** Begin Data for the task **
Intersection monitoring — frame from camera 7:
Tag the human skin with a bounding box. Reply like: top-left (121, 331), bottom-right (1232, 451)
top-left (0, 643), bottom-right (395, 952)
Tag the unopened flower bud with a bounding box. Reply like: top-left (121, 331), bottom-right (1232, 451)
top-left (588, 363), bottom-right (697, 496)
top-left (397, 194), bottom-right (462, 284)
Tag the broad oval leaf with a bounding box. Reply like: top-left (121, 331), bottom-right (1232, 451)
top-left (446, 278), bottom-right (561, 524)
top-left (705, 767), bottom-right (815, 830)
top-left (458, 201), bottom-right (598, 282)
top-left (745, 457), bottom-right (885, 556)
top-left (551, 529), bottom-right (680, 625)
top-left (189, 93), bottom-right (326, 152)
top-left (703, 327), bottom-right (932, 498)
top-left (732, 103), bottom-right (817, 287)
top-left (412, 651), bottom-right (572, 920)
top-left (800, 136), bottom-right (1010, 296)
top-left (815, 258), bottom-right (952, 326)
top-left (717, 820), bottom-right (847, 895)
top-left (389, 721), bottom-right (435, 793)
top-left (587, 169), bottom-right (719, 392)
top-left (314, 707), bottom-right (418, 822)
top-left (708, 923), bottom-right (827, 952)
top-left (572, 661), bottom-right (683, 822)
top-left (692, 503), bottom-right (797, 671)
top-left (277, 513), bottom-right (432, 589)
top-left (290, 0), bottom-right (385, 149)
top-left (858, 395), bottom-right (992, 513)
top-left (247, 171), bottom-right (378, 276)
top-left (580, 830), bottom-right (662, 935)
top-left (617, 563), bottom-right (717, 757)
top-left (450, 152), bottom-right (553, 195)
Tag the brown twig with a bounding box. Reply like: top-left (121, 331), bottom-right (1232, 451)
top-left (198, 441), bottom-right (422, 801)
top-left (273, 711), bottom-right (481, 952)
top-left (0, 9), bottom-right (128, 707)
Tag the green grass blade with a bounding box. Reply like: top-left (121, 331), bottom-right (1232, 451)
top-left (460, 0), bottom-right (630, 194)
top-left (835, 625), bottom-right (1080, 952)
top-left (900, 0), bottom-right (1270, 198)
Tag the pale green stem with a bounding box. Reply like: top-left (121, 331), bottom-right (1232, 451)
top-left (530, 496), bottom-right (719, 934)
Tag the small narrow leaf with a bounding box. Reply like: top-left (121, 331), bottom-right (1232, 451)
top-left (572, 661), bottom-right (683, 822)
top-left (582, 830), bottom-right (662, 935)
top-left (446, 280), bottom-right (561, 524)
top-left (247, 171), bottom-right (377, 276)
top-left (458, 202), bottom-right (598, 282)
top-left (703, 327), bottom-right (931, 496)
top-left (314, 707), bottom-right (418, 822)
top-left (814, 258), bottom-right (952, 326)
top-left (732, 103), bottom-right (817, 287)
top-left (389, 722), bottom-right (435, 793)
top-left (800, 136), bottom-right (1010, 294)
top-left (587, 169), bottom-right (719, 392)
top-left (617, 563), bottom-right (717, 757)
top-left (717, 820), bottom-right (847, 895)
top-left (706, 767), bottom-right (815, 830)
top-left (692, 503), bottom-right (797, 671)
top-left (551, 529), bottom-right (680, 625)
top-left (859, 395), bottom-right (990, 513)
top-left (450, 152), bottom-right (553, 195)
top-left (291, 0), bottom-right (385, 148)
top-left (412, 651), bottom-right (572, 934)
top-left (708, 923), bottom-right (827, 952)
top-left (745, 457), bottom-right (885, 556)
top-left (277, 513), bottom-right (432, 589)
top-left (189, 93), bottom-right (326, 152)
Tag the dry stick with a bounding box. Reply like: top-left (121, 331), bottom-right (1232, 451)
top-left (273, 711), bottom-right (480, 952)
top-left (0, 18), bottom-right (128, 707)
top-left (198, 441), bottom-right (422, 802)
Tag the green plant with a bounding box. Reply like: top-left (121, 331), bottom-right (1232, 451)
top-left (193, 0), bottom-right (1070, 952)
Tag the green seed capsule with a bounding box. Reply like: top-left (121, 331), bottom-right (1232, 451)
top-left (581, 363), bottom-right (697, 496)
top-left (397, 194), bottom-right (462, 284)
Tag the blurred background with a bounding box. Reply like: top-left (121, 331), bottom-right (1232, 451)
** End Data for the task **
• **Problem details**:
Print every line above without changing anything.

• **Full solution**:
Intersection monitoring — frame from camera 7:
Tag the human skin with a bounding box. Reply like: top-left (121, 331), bottom-right (1232, 451)
top-left (0, 643), bottom-right (395, 952)
Tag the unopened flower bud with a bounding box. Reply like: top-left (121, 331), bottom-right (1232, 451)
top-left (588, 363), bottom-right (697, 496)
top-left (397, 194), bottom-right (462, 284)
Tag the broad oval leaf with a bounding box. Reply like: top-left (121, 331), bottom-right (1232, 451)
top-left (446, 278), bottom-right (561, 524)
top-left (705, 767), bottom-right (815, 830)
top-left (458, 201), bottom-right (598, 282)
top-left (745, 457), bottom-right (885, 556)
top-left (551, 529), bottom-right (680, 625)
top-left (189, 93), bottom-right (326, 152)
top-left (703, 327), bottom-right (932, 498)
top-left (732, 103), bottom-right (817, 287)
top-left (412, 651), bottom-right (572, 920)
top-left (800, 136), bottom-right (1010, 296)
top-left (815, 258), bottom-right (952, 326)
top-left (717, 820), bottom-right (847, 895)
top-left (389, 721), bottom-right (435, 793)
top-left (587, 169), bottom-right (719, 392)
top-left (314, 707), bottom-right (418, 822)
top-left (708, 923), bottom-right (827, 952)
top-left (572, 661), bottom-right (683, 822)
top-left (692, 503), bottom-right (797, 671)
top-left (277, 513), bottom-right (432, 589)
top-left (290, 0), bottom-right (385, 149)
top-left (858, 395), bottom-right (992, 513)
top-left (247, 171), bottom-right (378, 276)
top-left (580, 830), bottom-right (662, 935)
top-left (617, 563), bottom-right (717, 757)
top-left (450, 152), bottom-right (553, 195)
Tag the brown twig with a bounding box. Reply like: top-left (121, 331), bottom-right (1232, 451)
top-left (198, 441), bottom-right (422, 801)
top-left (273, 711), bottom-right (481, 952)
top-left (0, 9), bottom-right (128, 707)
Tag the green grass blade with a bounding box. Reply like: top-left (121, 331), bottom-right (1232, 451)
top-left (460, 0), bottom-right (630, 194)
top-left (835, 625), bottom-right (1080, 952)
top-left (900, 0), bottom-right (1270, 198)
Tag the pale green stem with a bounding box. Reply like: top-left (121, 331), bottom-right (1232, 451)
top-left (530, 496), bottom-right (719, 934)
Tag the small narrow leaf with a bounding box. Reply like: top-left (121, 331), bottom-right (1232, 451)
top-left (572, 661), bottom-right (683, 822)
top-left (582, 830), bottom-right (662, 935)
top-left (446, 280), bottom-right (561, 524)
top-left (247, 171), bottom-right (377, 276)
top-left (458, 202), bottom-right (598, 282)
top-left (703, 327), bottom-right (931, 496)
top-left (314, 707), bottom-right (418, 822)
top-left (814, 258), bottom-right (952, 326)
top-left (732, 103), bottom-right (817, 287)
top-left (389, 722), bottom-right (435, 793)
top-left (800, 136), bottom-right (1010, 294)
top-left (587, 169), bottom-right (719, 392)
top-left (617, 563), bottom-right (717, 757)
top-left (717, 820), bottom-right (847, 895)
top-left (706, 767), bottom-right (815, 830)
top-left (692, 503), bottom-right (797, 671)
top-left (551, 529), bottom-right (680, 625)
top-left (859, 395), bottom-right (990, 513)
top-left (450, 152), bottom-right (553, 195)
top-left (291, 0), bottom-right (385, 148)
top-left (412, 651), bottom-right (572, 934)
top-left (708, 923), bottom-right (827, 952)
top-left (745, 457), bottom-right (885, 556)
top-left (277, 513), bottom-right (432, 589)
top-left (189, 93), bottom-right (326, 152)
Tag the dry stick with a bounding box. Reply like: top-left (121, 331), bottom-right (1232, 451)
top-left (273, 711), bottom-right (480, 952)
top-left (0, 18), bottom-right (128, 707)
top-left (198, 441), bottom-right (422, 802)
Tag the green plant with a bounding box. Reply like: top-left (121, 331), bottom-right (1232, 451)
top-left (193, 0), bottom-right (1070, 952)
Tag the green seed capsule with a bounding box. Reply like: top-left (121, 331), bottom-right (1232, 451)
top-left (581, 363), bottom-right (697, 496)
top-left (397, 194), bottom-right (462, 284)
Tag the blurred background with a bounding box. Reply like: top-left (121, 331), bottom-right (1232, 451)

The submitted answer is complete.